* Document passage
Tri-ponderal mass index estimates body fat more accurately than traditional BMI in adolescents

The body mass index calculations that physicians have been relying on for decades may not be accurate for assessing body fat in adolescents between the ages of 8 and 17.

A new study published today in the Journal of the American Medical Association Pediatrics shows that tri-ponderal mass index estimates body fat more accurately than the traditional BMI in adolescents.

These new findings are timely as diagnosing, treating and tracking the prevalence of children and adolescents with obesity is a high public health priority. Moreover, many school districts are sending home report cards labeling adolescents as overweight -- a practice that has been controversial because children and adolescents tend to be more vulnerable to weight bias and fat shaming than adults.

"Treating obesity in adolescents requires an accurate diagnosis first," said lead scientist Courtney Peterson, Ph.D., an assistant professor in the School of Health Professions at the University of Alabama at Birmingham. "We found that TMI is both more accurate and easier to use than BMI percentiles. These new findings have the power to potentially change the way we diagnose obesity in children and adolescents ages 8 to 17."

BMI is the standard used worldwide to screen for obesity in both children and adults, despite prior evidence that it does not work as well in adolescents. To test BMI accuracy in adolescents, researchers compared body composition data from 2,285 Caucasian individuals ages 8 to 29 who participated in the 1999-2004 U.S. National Health and Nutrition Examination Survey (NHANES). Their findings challenge the accuracy of BMI (weight in kilograms divided by height in meters squared) in adolescents and show that TMI (weight divided by height cubed) estimates body fat more accurately than BMI in those 8 to 17 years old.

* Raw data
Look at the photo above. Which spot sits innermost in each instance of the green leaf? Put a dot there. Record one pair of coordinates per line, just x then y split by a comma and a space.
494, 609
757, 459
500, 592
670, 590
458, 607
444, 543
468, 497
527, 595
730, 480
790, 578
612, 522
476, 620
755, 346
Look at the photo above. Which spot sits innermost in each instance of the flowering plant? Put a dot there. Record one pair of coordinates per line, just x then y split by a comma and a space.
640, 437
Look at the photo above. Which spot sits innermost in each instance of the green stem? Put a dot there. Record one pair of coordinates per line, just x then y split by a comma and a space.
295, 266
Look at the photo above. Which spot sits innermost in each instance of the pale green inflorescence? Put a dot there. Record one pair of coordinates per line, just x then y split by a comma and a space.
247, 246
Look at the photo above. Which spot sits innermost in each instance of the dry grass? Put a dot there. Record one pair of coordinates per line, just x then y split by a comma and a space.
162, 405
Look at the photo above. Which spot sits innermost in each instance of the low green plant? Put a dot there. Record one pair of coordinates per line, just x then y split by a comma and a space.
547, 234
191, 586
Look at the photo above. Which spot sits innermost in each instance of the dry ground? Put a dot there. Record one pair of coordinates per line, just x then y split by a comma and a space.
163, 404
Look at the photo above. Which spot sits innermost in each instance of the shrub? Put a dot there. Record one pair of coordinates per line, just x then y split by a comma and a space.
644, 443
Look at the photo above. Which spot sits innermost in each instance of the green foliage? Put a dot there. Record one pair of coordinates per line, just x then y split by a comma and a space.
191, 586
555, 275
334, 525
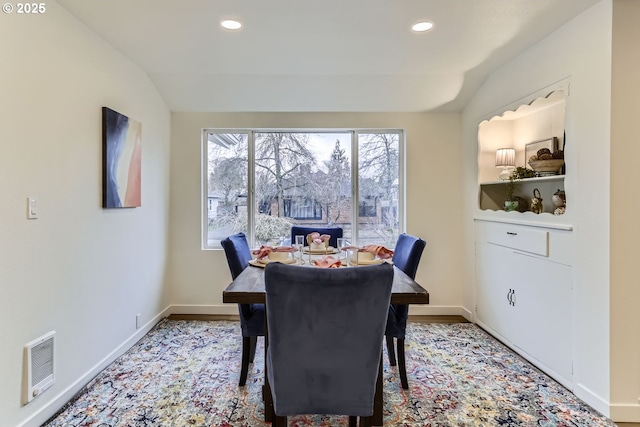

* What you should do
Reproduce the stretch of the passage on tri-ponderal mass index that begins at "BMI is the standard" and ends at "17 years old.". The rows have nothing to do with the passage on tri-ponderal mass index.

* Answer to the problem
BMI is the standard used worldwide to screen for obesity in both children and adults, despite prior evidence that it does not work as well in adolescents. To test BMI accuracy in adolescents, researchers compared body composition data from 2,285 Caucasian individuals ages 8 to 29 who participated in the 1999-2004 U.S. National Health and Nutrition Examination Survey (NHANES). Their findings challenge the accuracy of BMI (weight in kilograms divided by height in meters squared) in adolescents and show that TMI (weight divided by height cubed) estimates body fat more accurately than BMI in those 8 to 17 years old.